* [DOCUMENT SECTION]
[Start of Attachment]
Source: IFN Fintech Survey 2020
Along with regulations, the other most significant hurdle for Islamic fintechs has been the lack of sharia-compliant VC options up to this point. But when considering the potential market size of hundreds of millions unbanked in areas with young, digitally savvy populations — and the global Islamic economy projected to reach US$2.4 trillion by 2024 — growing fintech hubs in places like the UK, Malaysia, the UAE, and Bahrain are jockeying to lead future Islamic fintech powerhouses. Dubai’s DIFC Fintech Hive has devoted much of 2017’s US$100 million dollar Fintech Fund to incubating and accelerating Islamic fintech companies, in the process becoming one of the early leaders in the sector. With support from the government and partnering with entities like the Islamic Economic Development Center, DIFC is intent on positioning Dubai as the capital of the Islamic economy, according to Raja Al Mazrouei, EVP of DIFC’s Fintech Hive. DIFC is working with Islamic financial institutions to integrate them with fintech startups. These efforts from government-backed fintech hubs — with their connections, capital, and state mandates — position the sector to take off in the coming years once regulations catch up and the space matures.
[End of Attachment]
* [TASK REQUIREMENTS]
- A) List the places the passage on Islamic fintech names as having growing fintech hubs.
- B) Carry on the passage on Islamic fintech, starting after its last sentence.

* [EXTRACTED INFORMATION]
[Start of Attachment]
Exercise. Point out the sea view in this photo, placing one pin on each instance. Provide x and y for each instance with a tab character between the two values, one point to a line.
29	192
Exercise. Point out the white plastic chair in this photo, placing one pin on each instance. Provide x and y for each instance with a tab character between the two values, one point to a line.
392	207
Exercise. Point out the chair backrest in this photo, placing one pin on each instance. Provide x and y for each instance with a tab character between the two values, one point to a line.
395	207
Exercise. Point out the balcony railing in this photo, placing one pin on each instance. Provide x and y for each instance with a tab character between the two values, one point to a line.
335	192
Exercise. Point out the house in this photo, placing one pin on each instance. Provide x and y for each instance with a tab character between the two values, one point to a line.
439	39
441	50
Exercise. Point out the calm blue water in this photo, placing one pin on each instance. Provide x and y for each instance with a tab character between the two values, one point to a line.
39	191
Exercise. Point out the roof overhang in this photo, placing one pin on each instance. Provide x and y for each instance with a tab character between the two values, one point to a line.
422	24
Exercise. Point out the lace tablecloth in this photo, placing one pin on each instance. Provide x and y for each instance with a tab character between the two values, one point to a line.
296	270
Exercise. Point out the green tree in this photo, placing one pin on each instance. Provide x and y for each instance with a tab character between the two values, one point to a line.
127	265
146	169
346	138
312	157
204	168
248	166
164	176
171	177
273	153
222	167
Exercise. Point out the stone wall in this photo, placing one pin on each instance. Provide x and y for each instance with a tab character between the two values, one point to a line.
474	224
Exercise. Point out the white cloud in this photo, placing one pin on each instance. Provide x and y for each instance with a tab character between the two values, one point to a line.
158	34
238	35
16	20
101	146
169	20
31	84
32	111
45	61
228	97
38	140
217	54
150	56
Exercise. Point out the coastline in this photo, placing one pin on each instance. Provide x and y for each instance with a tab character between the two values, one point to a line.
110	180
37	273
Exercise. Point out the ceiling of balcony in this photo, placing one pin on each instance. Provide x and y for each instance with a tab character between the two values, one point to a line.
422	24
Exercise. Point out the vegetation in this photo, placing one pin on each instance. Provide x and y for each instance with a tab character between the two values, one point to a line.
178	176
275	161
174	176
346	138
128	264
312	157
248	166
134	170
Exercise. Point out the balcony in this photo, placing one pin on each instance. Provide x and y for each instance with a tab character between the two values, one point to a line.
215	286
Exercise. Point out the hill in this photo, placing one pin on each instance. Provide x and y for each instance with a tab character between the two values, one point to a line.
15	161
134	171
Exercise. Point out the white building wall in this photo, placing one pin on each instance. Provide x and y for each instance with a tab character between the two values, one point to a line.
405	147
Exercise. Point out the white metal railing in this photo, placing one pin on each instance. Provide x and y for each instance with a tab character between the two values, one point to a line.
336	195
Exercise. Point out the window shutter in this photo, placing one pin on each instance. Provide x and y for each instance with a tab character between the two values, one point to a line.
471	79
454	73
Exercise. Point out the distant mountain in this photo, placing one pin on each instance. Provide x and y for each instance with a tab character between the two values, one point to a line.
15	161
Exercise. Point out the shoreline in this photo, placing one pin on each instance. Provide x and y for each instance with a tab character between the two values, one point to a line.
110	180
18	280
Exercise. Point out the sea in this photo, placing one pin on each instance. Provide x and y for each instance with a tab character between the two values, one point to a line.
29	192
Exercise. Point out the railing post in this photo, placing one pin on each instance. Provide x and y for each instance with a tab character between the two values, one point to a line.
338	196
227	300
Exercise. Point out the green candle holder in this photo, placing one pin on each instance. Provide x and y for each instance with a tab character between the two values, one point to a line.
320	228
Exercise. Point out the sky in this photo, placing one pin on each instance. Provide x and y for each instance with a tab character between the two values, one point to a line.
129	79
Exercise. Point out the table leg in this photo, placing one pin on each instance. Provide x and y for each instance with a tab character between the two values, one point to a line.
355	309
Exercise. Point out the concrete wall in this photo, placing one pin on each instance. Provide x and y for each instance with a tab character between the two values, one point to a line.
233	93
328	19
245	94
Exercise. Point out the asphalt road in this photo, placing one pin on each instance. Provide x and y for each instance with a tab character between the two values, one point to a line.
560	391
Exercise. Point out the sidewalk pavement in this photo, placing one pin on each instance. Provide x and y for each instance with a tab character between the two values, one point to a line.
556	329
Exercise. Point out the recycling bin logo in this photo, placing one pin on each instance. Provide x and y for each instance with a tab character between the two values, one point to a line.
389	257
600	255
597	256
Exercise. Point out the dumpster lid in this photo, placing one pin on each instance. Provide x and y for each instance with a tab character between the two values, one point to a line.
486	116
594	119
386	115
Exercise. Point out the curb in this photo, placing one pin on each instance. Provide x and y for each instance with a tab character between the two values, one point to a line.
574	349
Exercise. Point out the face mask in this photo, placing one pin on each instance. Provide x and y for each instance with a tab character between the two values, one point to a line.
[End of Attachment]
[Start of Attachment]
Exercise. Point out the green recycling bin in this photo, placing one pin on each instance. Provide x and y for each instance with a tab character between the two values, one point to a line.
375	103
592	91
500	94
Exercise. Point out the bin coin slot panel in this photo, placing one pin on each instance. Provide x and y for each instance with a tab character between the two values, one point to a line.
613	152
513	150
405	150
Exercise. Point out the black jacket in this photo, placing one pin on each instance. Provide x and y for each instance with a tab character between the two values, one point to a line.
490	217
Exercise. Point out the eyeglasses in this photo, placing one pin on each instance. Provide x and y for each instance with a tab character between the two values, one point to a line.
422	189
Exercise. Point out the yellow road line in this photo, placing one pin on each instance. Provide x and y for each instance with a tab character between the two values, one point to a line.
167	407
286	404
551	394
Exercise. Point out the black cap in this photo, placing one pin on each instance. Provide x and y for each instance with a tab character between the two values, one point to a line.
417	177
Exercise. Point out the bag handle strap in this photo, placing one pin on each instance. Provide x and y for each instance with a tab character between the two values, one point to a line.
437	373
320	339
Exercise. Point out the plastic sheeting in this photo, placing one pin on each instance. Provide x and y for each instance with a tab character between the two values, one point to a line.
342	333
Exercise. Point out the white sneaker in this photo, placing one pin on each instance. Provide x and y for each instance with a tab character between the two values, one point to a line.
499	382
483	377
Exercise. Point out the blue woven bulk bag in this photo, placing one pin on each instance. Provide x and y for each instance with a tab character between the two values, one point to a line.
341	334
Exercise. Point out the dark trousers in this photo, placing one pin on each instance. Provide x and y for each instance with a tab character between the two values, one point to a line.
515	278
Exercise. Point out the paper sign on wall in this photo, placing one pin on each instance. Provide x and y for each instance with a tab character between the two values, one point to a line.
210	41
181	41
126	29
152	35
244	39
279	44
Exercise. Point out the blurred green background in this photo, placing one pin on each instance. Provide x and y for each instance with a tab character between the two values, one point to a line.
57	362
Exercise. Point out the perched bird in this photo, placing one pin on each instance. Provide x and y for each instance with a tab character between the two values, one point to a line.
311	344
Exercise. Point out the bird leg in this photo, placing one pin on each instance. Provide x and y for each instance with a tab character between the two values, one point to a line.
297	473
[End of Attachment]
* [SOLVED TASKS]
- A) the UK, Malaysia, the UAE, Bahrain

- B)
“You are at the point where you are shaping the regulation, you are understanding the matter, complying with the requirements, which will then increase the credibility of these legislations or regulatory environments. It’s organic, it’s a bit slow now, but once it’s more evolved, we will be able to drive both the demand and the supply for such solutions.”
Raja Al Mazrouei - Executive Vice President, DIFC Fintech Hive
Intent on fulfilling the sector’s untapped B2C potential, DIFC’s Fintech Accelerator Program has cultivated startups like Saudi-based Hakbah, a cooperative savings app which automates traditional communal savings process under the kingdom’s regulatory sandbox and has recently partnered with Visa to issue prepaid cards to customers.
But transformation won’t happen overnight in this painfully young sector even with this high-level support. In Indonesia, Islamic fintech still only accounts for a tiny fraction of the country’s lending-heavy fintech space, maybe a couple percentage points or so of the whole pie. With year-to-year growth rates primed to accelerate as regulations and licensing progress, Ethis’ Munshi envisions Islamic fintech’s market rate in Indonesia reaching 20-30 percent of the total share in the next five years or so. But the sector is still too young to really gauge in number terms what the impact trajectory will be.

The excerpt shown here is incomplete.